REQUIRED ACTION:
Repeat every record exactly as written.

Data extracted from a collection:
┄┄┄┄┄┄┄┄┄┄┄┄┄┄┄┄┄┄┄┄

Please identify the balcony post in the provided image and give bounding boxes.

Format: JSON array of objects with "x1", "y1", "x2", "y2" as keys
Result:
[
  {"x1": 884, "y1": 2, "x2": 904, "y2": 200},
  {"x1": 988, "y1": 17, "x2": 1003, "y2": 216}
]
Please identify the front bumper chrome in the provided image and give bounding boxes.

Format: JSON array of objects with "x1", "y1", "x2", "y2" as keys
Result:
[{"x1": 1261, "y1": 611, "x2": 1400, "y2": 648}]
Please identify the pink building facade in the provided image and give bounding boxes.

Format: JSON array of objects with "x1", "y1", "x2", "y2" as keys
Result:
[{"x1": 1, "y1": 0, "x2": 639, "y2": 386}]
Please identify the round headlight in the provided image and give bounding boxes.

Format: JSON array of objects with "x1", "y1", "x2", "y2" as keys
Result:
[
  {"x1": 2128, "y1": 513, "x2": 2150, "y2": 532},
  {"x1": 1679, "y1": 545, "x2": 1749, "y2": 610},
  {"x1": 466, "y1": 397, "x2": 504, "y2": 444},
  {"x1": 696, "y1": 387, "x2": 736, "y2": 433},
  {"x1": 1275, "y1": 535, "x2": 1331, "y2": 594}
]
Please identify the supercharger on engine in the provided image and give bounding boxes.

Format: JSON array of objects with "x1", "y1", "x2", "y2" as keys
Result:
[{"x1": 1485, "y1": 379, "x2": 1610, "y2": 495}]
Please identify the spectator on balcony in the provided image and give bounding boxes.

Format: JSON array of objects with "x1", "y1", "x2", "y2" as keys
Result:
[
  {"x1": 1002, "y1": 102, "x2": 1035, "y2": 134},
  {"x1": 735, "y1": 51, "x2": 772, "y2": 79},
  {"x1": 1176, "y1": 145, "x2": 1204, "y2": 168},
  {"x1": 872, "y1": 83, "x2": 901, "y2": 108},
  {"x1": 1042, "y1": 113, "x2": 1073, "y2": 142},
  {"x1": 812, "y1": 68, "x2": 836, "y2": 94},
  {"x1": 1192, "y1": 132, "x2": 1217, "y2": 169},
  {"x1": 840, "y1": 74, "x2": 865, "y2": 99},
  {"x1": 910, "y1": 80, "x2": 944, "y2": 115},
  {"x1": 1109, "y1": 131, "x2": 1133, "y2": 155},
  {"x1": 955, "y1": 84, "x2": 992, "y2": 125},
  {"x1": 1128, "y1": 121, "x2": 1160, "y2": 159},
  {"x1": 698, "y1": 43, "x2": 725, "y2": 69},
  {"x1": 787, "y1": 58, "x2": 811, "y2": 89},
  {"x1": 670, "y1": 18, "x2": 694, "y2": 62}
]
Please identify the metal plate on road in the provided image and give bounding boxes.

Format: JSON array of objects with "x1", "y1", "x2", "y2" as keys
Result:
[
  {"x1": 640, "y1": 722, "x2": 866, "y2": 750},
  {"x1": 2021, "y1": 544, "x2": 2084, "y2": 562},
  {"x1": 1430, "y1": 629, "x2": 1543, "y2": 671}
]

┄┄┄┄┄┄┄┄┄┄┄┄┄┄┄┄┄┄┄┄

ANSWER FOR THE TASK:
Please identify the balcony post in the provided image and give bounding boxes.

Format: JSON array of objects with "x1", "y1", "x2", "y2" as keys
Result:
[
  {"x1": 884, "y1": 2, "x2": 904, "y2": 200},
  {"x1": 988, "y1": 17, "x2": 1003, "y2": 216}
]
Please identify the front bumper chrome in the provided image and give bounding boxes.

Format: JSON array of objects with "x1", "y1", "x2", "y2" as keys
Result:
[{"x1": 1261, "y1": 611, "x2": 1400, "y2": 648}]
Please identify the pink building facade in the provided image and give bounding boxes.

Format: JSON array of objects with "x1", "y1", "x2", "y2" as keys
Result:
[{"x1": 1, "y1": 0, "x2": 639, "y2": 386}]
Please identify the round headlight in the provided image and give bounding boxes.

Format: JSON array of objects with "x1", "y1", "x2", "y2" as keys
Result:
[
  {"x1": 2128, "y1": 513, "x2": 2150, "y2": 532},
  {"x1": 1679, "y1": 545, "x2": 1749, "y2": 610},
  {"x1": 466, "y1": 397, "x2": 504, "y2": 444},
  {"x1": 696, "y1": 387, "x2": 736, "y2": 433},
  {"x1": 1275, "y1": 535, "x2": 1331, "y2": 594}
]
Please identify the supercharger on engine in the provided image and give bounding boxes.

Format: JSON array of objects with "x1", "y1", "x2", "y2" as keys
Result:
[{"x1": 1485, "y1": 379, "x2": 1610, "y2": 495}]
Please identify the spectator on balcony in the provided image and give bounding boxes.

Format: JSON array of objects with "x1", "y1", "x2", "y2" as keys
Result:
[
  {"x1": 1002, "y1": 102, "x2": 1035, "y2": 134},
  {"x1": 735, "y1": 51, "x2": 772, "y2": 79},
  {"x1": 1176, "y1": 145, "x2": 1204, "y2": 168},
  {"x1": 872, "y1": 83, "x2": 901, "y2": 108},
  {"x1": 1042, "y1": 113, "x2": 1073, "y2": 142},
  {"x1": 812, "y1": 68, "x2": 836, "y2": 94},
  {"x1": 1192, "y1": 132, "x2": 1217, "y2": 169},
  {"x1": 840, "y1": 74, "x2": 865, "y2": 99},
  {"x1": 910, "y1": 80, "x2": 944, "y2": 115},
  {"x1": 1109, "y1": 131, "x2": 1133, "y2": 155},
  {"x1": 955, "y1": 84, "x2": 992, "y2": 125},
  {"x1": 1128, "y1": 121, "x2": 1160, "y2": 159},
  {"x1": 698, "y1": 43, "x2": 725, "y2": 69},
  {"x1": 787, "y1": 58, "x2": 811, "y2": 89},
  {"x1": 670, "y1": 18, "x2": 694, "y2": 62}
]
Please identify the metal plate on road in the provided image and give bounding boxes.

Format: JSON array of objects with "x1", "y1", "x2", "y2" as keys
Result:
[
  {"x1": 640, "y1": 722, "x2": 866, "y2": 750},
  {"x1": 2021, "y1": 544, "x2": 2084, "y2": 562},
  {"x1": 1430, "y1": 629, "x2": 1543, "y2": 671}
]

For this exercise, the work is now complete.